• YOUR GOAL
Copy, from the data below, every line that has "patterned" in it.

[Data records]

◆ ◆ ◆ ◆

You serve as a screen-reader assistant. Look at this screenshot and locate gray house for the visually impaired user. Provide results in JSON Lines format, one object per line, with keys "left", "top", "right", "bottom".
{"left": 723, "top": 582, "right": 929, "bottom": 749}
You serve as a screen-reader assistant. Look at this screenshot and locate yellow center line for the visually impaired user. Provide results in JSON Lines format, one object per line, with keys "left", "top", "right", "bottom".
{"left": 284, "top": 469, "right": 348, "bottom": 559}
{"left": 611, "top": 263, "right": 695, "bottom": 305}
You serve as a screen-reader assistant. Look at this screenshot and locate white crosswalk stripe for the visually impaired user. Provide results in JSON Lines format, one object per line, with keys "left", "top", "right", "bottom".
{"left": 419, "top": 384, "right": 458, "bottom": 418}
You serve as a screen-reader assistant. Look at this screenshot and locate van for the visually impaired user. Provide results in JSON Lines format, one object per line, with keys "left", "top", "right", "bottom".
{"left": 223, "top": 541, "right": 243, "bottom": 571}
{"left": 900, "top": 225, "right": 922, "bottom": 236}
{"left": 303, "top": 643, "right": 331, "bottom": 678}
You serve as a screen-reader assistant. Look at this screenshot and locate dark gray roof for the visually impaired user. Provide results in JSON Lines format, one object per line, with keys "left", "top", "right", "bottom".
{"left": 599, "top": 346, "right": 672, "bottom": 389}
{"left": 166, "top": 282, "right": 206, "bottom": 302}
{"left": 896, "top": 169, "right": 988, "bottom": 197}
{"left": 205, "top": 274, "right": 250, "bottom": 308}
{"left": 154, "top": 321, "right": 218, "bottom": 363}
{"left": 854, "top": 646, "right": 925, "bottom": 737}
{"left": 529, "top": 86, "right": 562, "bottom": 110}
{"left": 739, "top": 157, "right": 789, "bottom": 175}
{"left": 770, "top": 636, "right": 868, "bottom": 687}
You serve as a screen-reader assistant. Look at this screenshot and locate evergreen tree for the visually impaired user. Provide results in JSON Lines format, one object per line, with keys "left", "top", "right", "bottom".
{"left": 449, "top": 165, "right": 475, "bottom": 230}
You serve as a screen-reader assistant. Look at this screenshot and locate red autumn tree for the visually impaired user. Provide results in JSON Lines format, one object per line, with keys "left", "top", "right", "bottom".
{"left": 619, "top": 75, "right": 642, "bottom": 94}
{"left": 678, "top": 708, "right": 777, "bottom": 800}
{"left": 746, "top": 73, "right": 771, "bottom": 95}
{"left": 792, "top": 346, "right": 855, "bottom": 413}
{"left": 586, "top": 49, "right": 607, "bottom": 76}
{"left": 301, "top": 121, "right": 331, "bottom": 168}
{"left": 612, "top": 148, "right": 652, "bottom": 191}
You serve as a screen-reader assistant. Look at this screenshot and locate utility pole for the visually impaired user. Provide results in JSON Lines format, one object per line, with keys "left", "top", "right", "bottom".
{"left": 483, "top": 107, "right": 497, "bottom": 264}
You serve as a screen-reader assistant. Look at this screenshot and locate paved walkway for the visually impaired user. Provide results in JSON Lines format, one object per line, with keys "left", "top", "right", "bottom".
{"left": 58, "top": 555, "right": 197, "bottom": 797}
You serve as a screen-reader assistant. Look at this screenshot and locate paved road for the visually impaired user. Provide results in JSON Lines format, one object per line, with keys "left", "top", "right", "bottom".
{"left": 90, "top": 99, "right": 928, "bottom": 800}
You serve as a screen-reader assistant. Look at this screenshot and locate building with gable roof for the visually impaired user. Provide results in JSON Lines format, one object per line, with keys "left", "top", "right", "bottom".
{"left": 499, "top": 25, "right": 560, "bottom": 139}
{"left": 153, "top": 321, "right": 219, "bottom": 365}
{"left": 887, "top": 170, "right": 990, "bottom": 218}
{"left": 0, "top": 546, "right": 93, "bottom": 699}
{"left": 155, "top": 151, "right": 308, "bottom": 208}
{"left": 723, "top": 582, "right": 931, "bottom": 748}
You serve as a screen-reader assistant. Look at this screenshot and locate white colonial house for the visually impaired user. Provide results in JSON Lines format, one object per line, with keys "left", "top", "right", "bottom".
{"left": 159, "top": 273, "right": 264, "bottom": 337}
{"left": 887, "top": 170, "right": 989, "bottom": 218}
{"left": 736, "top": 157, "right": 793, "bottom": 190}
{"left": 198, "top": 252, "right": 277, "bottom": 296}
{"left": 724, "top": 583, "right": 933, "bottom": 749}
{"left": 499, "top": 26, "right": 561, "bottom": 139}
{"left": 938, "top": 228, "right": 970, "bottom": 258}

◆ ◆ ◆ ◆

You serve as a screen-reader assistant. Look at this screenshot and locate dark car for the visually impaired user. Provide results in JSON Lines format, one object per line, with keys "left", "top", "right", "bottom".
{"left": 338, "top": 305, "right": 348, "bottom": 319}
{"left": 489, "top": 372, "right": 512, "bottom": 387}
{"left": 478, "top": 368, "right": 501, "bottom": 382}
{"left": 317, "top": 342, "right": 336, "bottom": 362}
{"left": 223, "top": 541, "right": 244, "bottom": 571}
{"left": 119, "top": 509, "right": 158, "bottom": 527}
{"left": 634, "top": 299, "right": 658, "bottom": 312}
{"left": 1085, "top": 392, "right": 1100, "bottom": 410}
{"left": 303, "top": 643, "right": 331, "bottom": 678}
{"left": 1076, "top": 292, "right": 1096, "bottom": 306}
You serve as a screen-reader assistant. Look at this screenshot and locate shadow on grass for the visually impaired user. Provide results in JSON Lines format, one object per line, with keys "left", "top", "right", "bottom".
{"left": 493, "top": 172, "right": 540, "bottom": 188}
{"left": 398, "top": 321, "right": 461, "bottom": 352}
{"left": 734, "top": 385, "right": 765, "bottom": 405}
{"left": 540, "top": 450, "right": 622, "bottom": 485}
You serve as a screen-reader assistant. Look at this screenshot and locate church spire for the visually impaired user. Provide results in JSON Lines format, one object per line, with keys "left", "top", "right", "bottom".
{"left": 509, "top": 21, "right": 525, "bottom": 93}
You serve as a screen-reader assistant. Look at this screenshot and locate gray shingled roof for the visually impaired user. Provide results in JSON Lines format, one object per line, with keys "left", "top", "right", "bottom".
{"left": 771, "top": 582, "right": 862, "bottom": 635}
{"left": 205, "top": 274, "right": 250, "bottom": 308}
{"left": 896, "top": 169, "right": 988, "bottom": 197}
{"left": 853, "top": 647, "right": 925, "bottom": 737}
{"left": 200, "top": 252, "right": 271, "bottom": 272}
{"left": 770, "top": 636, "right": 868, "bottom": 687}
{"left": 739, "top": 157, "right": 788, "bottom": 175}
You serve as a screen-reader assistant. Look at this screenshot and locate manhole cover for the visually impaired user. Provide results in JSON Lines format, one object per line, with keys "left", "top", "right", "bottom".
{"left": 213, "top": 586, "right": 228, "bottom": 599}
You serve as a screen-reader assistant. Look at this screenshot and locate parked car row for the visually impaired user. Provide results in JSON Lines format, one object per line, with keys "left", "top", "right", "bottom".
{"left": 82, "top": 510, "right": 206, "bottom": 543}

◆ ◆ ◆ ◆

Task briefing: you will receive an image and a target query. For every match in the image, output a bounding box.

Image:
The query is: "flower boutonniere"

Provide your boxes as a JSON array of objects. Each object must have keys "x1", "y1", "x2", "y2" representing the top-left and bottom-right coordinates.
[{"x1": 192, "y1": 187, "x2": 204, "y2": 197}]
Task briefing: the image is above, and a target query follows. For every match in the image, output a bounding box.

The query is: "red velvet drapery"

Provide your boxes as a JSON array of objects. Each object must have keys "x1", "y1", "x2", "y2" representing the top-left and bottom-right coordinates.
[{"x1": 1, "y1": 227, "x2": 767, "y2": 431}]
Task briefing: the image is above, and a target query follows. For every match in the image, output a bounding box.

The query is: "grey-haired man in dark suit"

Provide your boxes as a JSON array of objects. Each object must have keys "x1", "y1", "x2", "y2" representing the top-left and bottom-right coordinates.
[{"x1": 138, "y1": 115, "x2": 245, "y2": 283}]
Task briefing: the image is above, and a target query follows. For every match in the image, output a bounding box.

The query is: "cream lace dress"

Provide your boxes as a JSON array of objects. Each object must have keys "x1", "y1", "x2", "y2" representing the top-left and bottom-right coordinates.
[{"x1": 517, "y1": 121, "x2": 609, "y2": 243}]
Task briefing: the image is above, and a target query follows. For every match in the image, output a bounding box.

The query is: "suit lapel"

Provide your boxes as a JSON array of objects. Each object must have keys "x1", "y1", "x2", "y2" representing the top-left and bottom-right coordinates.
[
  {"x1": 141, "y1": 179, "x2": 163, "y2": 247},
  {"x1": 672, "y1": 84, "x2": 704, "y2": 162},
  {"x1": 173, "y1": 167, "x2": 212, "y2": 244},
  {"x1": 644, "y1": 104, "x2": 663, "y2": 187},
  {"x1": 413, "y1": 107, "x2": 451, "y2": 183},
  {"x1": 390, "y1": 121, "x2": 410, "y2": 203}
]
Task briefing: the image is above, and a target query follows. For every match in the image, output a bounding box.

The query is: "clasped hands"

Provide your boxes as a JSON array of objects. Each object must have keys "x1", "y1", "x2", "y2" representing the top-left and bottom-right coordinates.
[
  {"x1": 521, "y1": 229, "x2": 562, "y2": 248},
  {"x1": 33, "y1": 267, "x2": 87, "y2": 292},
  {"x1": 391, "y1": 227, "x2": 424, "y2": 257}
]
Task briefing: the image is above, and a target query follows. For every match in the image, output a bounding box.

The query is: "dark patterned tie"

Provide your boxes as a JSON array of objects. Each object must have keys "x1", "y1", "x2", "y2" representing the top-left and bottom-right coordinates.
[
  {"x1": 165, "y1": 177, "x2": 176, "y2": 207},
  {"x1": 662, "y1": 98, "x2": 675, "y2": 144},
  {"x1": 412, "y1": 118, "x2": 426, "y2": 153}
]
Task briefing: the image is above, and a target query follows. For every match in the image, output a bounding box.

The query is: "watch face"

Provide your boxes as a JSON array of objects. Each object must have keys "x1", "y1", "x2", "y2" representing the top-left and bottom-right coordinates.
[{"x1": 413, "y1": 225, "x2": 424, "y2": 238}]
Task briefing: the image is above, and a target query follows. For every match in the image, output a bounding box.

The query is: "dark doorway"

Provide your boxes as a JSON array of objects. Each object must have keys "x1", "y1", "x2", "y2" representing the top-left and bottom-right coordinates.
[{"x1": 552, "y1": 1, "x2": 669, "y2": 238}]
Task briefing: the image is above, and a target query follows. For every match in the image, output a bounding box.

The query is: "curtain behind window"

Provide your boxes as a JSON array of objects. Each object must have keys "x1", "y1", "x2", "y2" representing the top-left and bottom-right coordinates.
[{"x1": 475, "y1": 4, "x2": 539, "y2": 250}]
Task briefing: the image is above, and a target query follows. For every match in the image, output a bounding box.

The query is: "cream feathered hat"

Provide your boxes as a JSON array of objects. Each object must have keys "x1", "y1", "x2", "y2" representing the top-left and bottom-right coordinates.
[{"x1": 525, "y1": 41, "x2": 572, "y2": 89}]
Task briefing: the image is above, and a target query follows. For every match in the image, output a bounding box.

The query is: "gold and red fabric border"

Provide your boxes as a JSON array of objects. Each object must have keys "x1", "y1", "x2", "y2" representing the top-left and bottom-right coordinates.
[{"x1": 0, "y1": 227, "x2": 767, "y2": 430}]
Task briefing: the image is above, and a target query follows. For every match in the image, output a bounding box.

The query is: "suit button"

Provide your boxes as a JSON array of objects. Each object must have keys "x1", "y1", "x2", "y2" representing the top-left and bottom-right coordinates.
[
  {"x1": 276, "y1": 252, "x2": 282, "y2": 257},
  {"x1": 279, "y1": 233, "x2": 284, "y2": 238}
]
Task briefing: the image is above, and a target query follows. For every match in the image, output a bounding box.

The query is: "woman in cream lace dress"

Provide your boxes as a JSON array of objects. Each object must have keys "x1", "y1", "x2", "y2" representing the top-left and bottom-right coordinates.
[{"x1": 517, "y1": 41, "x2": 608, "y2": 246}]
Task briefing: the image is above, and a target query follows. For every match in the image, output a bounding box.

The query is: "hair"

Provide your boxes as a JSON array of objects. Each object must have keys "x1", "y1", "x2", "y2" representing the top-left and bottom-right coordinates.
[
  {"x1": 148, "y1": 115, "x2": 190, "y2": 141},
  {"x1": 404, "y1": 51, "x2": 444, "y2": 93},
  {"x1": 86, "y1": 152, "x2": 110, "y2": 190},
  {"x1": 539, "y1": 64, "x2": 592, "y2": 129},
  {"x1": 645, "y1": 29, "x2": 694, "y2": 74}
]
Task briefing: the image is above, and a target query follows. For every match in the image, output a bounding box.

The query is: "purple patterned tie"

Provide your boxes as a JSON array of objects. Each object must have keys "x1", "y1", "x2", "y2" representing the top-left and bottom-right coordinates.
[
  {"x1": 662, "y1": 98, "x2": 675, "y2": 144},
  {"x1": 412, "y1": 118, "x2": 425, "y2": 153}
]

◆ ◆ ◆ ◆

• TASK RESULT
The query is: "dark patterned tie"
The query is: "purple patterned tie"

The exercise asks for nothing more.